▶ [Exercise] What is needed here is an exact transcription of the entries that follow.

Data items
*** Begin section ***
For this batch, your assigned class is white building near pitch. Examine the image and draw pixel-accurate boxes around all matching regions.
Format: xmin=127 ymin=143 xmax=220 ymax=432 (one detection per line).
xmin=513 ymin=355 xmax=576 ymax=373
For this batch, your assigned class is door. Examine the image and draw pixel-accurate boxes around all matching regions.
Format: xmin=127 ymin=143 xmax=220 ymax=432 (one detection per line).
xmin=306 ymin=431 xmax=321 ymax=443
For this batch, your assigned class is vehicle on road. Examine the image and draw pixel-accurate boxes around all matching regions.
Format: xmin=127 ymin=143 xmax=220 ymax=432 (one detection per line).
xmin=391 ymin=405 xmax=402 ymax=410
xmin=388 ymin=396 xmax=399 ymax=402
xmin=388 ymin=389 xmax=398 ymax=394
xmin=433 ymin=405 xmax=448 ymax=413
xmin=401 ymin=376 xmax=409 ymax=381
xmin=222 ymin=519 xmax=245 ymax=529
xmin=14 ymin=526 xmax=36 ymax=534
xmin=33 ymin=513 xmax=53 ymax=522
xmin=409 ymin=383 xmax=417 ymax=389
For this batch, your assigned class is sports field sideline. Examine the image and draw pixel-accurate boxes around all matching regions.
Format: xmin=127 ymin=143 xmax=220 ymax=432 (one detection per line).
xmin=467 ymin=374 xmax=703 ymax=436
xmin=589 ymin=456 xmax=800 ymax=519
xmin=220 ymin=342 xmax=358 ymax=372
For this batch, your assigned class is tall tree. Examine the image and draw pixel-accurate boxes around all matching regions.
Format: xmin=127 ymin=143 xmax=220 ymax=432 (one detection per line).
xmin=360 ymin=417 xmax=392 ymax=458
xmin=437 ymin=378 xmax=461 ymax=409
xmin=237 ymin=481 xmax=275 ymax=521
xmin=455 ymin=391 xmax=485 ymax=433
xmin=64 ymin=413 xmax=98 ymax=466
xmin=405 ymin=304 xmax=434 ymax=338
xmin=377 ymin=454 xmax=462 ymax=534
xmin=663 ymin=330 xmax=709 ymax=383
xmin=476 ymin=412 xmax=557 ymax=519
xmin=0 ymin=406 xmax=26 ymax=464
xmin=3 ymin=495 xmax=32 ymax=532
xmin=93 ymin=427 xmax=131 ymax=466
*** End section ***
▶ [Task answer]
For this batch, your assigned class is white building near pitch. Examine the image and draw pixel-accurate boxes around all matching regions.
Format: xmin=127 ymin=143 xmax=220 ymax=432 (one detection per line).
xmin=513 ymin=355 xmax=576 ymax=373
For this batch, your assigned class is door. Examine the image and draw pixel-accurate boxes around all matching regions.
Format: xmin=127 ymin=143 xmax=220 ymax=432 (one detection per line).
xmin=306 ymin=431 xmax=321 ymax=443
For this batch, your assigned class is vehicle on road. Examine the image and draw pixel-accurate boxes around all matching regions.
Format: xmin=127 ymin=143 xmax=220 ymax=432 (one detection per line).
xmin=391 ymin=405 xmax=402 ymax=410
xmin=388 ymin=396 xmax=399 ymax=402
xmin=388 ymin=389 xmax=398 ymax=394
xmin=433 ymin=405 xmax=448 ymax=413
xmin=401 ymin=376 xmax=409 ymax=381
xmin=222 ymin=519 xmax=245 ymax=529
xmin=14 ymin=526 xmax=36 ymax=534
xmin=33 ymin=513 xmax=53 ymax=522
xmin=409 ymin=383 xmax=417 ymax=389
For this batch, your assigned class is sports field sideline. Examine the image and draw pixel-accurate boxes around all matching regions.
Format: xmin=127 ymin=143 xmax=220 ymax=432 (one detection per line).
xmin=467 ymin=374 xmax=703 ymax=436
xmin=589 ymin=456 xmax=800 ymax=519
xmin=220 ymin=342 xmax=358 ymax=372
For this batch, your assigned class is tall tree. Examine the image and draw pixel-accurate boxes around all matching regions.
Format: xmin=127 ymin=143 xmax=220 ymax=432 (one detection per line).
xmin=360 ymin=417 xmax=392 ymax=458
xmin=437 ymin=378 xmax=461 ymax=409
xmin=237 ymin=481 xmax=275 ymax=521
xmin=455 ymin=391 xmax=485 ymax=433
xmin=64 ymin=413 xmax=98 ymax=466
xmin=405 ymin=304 xmax=434 ymax=338
xmin=377 ymin=454 xmax=462 ymax=534
xmin=663 ymin=330 xmax=709 ymax=383
xmin=476 ymin=412 xmax=557 ymax=519
xmin=0 ymin=406 xmax=26 ymax=464
xmin=3 ymin=495 xmax=32 ymax=532
xmin=93 ymin=427 xmax=131 ymax=466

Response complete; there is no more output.